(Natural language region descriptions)
=== Section Start ===

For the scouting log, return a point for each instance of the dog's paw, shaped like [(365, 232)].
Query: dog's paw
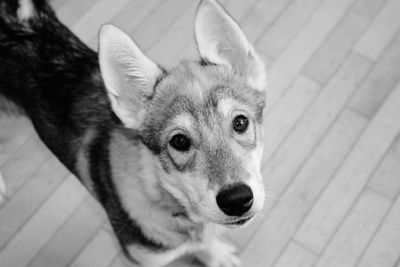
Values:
[(220, 254)]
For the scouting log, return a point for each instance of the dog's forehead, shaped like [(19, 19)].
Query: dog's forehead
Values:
[(193, 87), (204, 92)]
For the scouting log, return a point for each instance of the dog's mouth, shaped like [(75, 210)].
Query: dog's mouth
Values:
[(239, 222)]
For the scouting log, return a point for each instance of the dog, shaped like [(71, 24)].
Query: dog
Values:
[(172, 155)]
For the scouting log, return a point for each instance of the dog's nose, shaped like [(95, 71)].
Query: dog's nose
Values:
[(236, 200)]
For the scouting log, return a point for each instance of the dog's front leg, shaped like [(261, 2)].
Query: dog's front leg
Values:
[(217, 253)]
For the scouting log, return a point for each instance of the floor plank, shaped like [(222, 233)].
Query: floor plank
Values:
[(284, 28), (296, 55), (384, 27), (298, 199), (64, 246), (384, 249), (355, 232), (330, 209), (386, 178), (296, 256), (287, 113), (340, 41), (38, 229), (380, 82)]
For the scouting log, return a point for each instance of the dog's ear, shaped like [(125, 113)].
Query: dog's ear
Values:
[(129, 75), (221, 41)]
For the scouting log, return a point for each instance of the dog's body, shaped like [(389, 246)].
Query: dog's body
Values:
[(171, 155)]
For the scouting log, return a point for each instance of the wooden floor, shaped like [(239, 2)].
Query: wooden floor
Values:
[(332, 145)]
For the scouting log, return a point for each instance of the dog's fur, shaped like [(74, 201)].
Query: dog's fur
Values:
[(109, 118)]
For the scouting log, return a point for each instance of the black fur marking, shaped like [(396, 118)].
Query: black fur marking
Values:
[(126, 229), (55, 78)]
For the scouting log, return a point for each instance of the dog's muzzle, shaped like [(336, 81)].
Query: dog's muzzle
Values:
[(236, 200)]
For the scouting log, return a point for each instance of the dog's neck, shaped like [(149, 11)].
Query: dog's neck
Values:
[(136, 178)]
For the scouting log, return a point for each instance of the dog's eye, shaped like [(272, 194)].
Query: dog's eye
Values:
[(240, 124), (180, 142)]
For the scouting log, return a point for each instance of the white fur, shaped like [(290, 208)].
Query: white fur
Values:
[(128, 74), (26, 9)]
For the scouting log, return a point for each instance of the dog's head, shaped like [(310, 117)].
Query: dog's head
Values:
[(202, 121)]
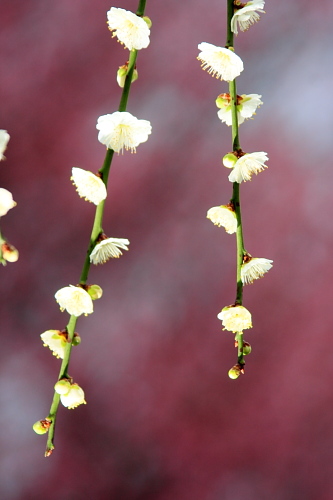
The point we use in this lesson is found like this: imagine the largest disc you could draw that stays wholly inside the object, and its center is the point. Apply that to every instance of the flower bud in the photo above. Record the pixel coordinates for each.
(95, 291)
(76, 339)
(148, 21)
(9, 252)
(246, 348)
(235, 371)
(121, 75)
(42, 426)
(229, 160)
(62, 386)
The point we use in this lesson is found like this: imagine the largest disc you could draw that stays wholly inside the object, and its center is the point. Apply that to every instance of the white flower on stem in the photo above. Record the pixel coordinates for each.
(88, 185)
(71, 395)
(220, 62)
(247, 165)
(246, 15)
(4, 138)
(254, 268)
(122, 130)
(75, 300)
(56, 341)
(235, 318)
(108, 248)
(6, 201)
(223, 216)
(130, 29)
(246, 107)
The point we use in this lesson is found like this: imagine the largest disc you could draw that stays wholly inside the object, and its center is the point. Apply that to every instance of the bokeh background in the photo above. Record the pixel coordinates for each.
(163, 420)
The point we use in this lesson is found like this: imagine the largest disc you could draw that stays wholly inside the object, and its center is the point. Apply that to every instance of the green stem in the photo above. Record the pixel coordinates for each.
(236, 186)
(95, 233)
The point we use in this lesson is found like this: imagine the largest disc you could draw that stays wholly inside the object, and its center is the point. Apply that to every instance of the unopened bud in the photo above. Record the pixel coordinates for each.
(62, 386)
(229, 160)
(42, 426)
(9, 252)
(95, 291)
(121, 75)
(76, 339)
(246, 348)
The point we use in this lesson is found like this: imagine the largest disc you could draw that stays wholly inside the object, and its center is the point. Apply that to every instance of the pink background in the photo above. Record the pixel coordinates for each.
(163, 420)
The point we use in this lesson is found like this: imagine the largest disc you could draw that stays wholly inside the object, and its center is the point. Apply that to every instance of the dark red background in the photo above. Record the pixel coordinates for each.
(163, 420)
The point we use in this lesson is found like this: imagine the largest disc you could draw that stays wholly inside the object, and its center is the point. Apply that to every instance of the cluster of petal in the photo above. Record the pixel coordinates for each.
(247, 15)
(130, 29)
(4, 138)
(6, 201)
(220, 62)
(121, 130)
(108, 249)
(88, 185)
(254, 269)
(71, 395)
(75, 300)
(246, 108)
(235, 318)
(223, 216)
(248, 165)
(56, 341)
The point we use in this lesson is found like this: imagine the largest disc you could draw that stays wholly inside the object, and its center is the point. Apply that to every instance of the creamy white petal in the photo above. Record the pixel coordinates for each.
(235, 318)
(254, 269)
(73, 398)
(4, 138)
(88, 185)
(223, 216)
(220, 62)
(56, 341)
(248, 165)
(75, 300)
(121, 130)
(247, 15)
(108, 249)
(6, 201)
(130, 29)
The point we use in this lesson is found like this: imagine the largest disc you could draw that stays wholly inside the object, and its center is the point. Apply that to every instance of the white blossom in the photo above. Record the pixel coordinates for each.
(254, 269)
(121, 130)
(75, 300)
(4, 138)
(6, 201)
(247, 165)
(247, 15)
(88, 185)
(130, 29)
(71, 395)
(223, 216)
(235, 318)
(56, 341)
(107, 249)
(246, 107)
(220, 62)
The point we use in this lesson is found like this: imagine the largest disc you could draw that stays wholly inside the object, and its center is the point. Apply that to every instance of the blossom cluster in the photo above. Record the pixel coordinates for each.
(119, 131)
(224, 64)
(8, 253)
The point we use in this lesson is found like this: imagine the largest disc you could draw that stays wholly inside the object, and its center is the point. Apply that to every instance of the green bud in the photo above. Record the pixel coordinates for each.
(148, 21)
(95, 291)
(42, 426)
(229, 160)
(246, 348)
(62, 386)
(76, 339)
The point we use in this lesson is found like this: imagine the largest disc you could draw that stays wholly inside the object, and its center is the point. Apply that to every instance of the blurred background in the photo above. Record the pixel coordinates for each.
(163, 420)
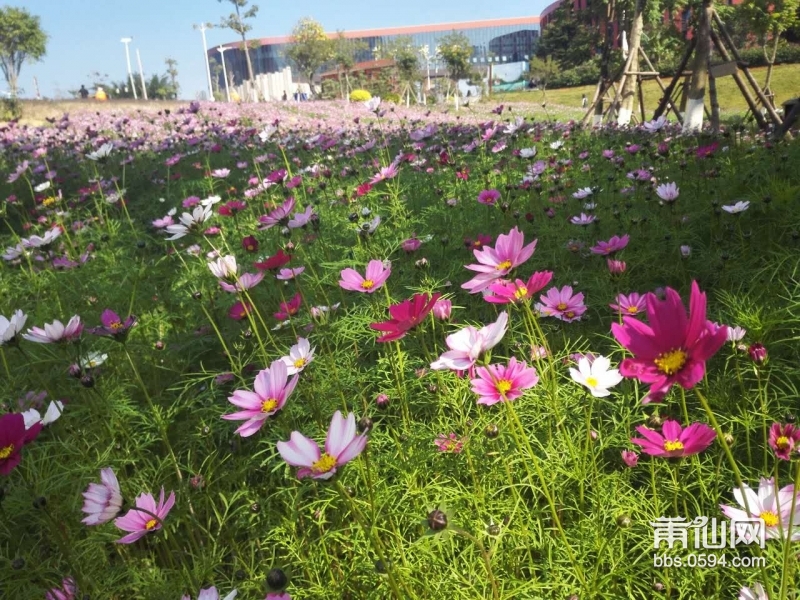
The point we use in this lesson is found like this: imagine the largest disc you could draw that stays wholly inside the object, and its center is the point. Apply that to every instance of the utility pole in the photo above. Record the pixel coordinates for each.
(221, 50)
(141, 74)
(127, 41)
(202, 27)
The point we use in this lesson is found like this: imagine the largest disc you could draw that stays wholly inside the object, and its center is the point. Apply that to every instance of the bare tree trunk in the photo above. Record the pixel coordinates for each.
(628, 92)
(693, 117)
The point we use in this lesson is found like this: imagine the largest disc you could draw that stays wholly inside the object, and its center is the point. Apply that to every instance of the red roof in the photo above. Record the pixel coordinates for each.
(406, 30)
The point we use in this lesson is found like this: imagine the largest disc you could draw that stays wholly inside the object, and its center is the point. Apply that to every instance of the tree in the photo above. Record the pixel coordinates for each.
(21, 40)
(172, 72)
(309, 47)
(235, 22)
(456, 50)
(544, 70)
(344, 55)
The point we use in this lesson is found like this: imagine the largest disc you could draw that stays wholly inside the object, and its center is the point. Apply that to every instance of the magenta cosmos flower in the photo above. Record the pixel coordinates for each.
(375, 276)
(562, 304)
(13, 436)
(501, 383)
(495, 263)
(272, 387)
(146, 517)
(615, 244)
(102, 501)
(467, 344)
(770, 504)
(55, 332)
(631, 305)
(405, 316)
(341, 446)
(505, 292)
(783, 439)
(674, 441)
(674, 348)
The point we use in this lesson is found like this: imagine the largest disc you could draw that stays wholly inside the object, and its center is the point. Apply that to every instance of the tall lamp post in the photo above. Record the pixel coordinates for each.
(202, 27)
(127, 41)
(221, 50)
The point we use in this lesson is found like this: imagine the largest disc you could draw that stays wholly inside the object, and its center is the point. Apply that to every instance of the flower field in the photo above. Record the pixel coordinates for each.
(358, 351)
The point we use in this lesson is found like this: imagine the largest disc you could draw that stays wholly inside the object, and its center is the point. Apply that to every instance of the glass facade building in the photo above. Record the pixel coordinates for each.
(492, 41)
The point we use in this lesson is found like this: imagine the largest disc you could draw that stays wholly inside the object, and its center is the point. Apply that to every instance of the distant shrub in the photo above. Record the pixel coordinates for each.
(360, 96)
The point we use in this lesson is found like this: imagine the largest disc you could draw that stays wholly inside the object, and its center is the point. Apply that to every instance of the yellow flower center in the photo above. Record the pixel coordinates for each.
(770, 518)
(671, 362)
(504, 386)
(6, 452)
(325, 463)
(269, 405)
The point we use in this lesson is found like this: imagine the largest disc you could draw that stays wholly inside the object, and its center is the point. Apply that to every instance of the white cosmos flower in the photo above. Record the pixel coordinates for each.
(53, 412)
(597, 376)
(299, 356)
(102, 152)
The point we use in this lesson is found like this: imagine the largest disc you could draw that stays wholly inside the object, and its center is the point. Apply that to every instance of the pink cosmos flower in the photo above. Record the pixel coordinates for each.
(300, 355)
(278, 216)
(583, 219)
(562, 304)
(772, 505)
(674, 348)
(55, 332)
(146, 517)
(287, 274)
(783, 439)
(449, 443)
(615, 244)
(405, 316)
(341, 446)
(245, 281)
(631, 459)
(13, 436)
(500, 383)
(272, 388)
(467, 344)
(674, 441)
(103, 501)
(632, 304)
(505, 292)
(442, 309)
(290, 308)
(376, 276)
(488, 197)
(495, 263)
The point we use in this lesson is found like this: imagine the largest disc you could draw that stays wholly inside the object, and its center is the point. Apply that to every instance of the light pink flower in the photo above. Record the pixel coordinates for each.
(500, 383)
(272, 388)
(467, 344)
(376, 276)
(495, 263)
(341, 446)
(146, 517)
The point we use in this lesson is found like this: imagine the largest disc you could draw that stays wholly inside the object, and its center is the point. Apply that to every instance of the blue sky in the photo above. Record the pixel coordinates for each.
(85, 34)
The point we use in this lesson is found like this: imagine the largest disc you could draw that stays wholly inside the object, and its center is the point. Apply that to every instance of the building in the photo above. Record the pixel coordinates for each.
(493, 41)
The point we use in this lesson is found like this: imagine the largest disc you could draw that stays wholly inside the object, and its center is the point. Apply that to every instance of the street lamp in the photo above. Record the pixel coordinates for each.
(202, 27)
(221, 50)
(127, 41)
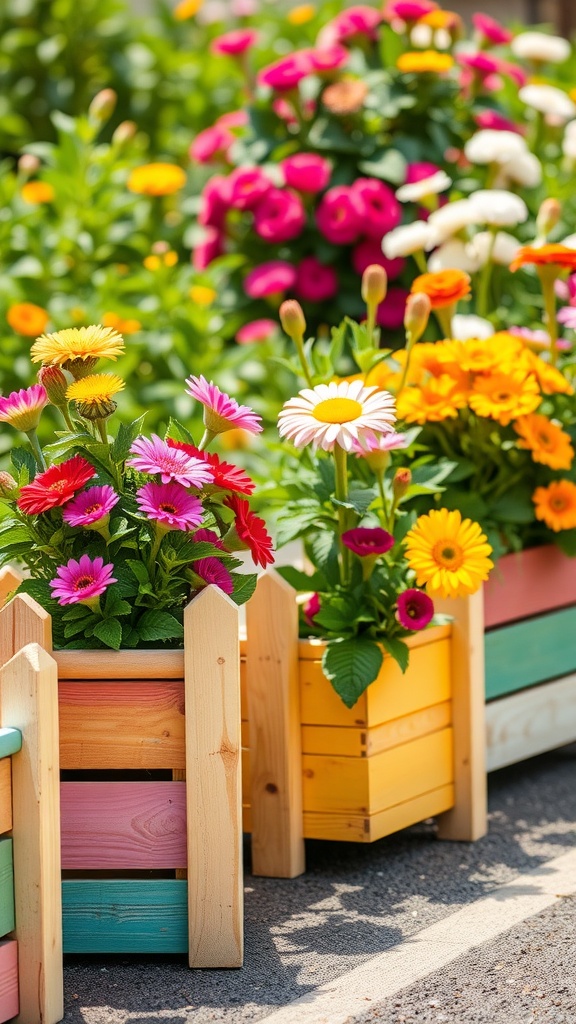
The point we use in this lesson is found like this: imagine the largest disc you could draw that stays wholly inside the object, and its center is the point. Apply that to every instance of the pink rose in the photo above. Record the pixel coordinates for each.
(339, 215)
(248, 185)
(306, 172)
(315, 281)
(234, 43)
(381, 209)
(255, 331)
(270, 279)
(212, 143)
(279, 216)
(369, 251)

=== Section End ===

Report how many lines above include "mouth". Nothing else.

2